# Extracted data
'''

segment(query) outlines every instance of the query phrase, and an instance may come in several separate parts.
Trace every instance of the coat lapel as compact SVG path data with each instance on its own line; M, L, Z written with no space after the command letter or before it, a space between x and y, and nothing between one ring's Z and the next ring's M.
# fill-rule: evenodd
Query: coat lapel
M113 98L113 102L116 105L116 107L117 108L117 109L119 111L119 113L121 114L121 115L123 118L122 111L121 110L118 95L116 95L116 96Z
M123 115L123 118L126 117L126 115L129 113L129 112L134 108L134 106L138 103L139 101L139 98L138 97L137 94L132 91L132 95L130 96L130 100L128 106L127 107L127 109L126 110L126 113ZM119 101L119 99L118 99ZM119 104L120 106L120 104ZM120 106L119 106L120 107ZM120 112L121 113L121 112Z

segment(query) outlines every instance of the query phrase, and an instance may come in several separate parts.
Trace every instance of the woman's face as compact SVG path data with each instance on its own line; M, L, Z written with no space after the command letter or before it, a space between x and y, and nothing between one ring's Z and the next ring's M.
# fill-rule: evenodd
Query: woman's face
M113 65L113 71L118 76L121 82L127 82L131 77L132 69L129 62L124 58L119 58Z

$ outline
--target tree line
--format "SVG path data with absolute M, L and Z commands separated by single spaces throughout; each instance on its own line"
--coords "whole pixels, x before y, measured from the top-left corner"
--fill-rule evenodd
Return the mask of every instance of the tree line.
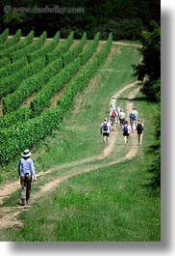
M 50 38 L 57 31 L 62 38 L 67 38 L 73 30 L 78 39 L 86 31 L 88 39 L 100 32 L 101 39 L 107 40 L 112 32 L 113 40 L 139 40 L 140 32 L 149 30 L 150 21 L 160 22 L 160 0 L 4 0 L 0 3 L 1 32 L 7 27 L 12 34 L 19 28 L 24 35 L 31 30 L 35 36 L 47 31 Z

'''

# Task goal
Copy the listing from its first line through the line containing "M113 98L113 102L116", with both ends included.

# Solved problem
segment(query) outlines every instance of the query phrase, and an instance may come in several separate parts.
Trace every instance of the coat lapel as compact SVG path data with each instance on its own line; M, L, Z written with no space after the command letter or before it, a space between x and y, and nothing between one ring's Z and the next ring's M.
# fill-rule: evenodd
Query: coat lapel
M113 98L113 102L116 105L116 107L117 108L117 109L119 111L119 113L121 114L121 115L123 118L122 111L121 110L118 95L116 95L116 96Z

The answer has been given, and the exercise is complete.